▶ **Task directions**:
I need all of the entries printed exactly.

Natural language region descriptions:
________________

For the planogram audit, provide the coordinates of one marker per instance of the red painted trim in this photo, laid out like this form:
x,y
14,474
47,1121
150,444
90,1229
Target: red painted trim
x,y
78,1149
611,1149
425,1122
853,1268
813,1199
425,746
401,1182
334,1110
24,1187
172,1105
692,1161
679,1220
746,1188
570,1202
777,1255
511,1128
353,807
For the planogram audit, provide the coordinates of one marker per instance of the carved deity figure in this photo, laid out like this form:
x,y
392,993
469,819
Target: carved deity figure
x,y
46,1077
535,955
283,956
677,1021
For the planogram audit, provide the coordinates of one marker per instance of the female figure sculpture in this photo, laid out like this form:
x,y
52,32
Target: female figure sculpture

________________

▶ **Answer for the task**:
For the planogram audit, provide the coordinates of one marker per instance of the red painted trim in this photo, laid out like this form:
x,y
14,474
47,1121
150,444
90,1229
Target: red painted trim
x,y
78,1149
611,1149
425,1122
853,1268
813,1199
425,746
401,1182
334,1110
24,1187
172,1105
692,1161
679,1220
746,1188
570,1202
777,1255
511,1128
353,807
For the planogram audit, provide the coordinates of one marker per instance of the carved deity figure in this photo, laid out like this form:
x,y
392,993
469,819
Target: carved deity figure
x,y
46,1077
535,955
283,956
677,1021
For the planogram audit, provide the coordinates of one marker per instance of the female figure sculpture in this photo, laid out like this form:
x,y
52,32
Target: female figure sculpture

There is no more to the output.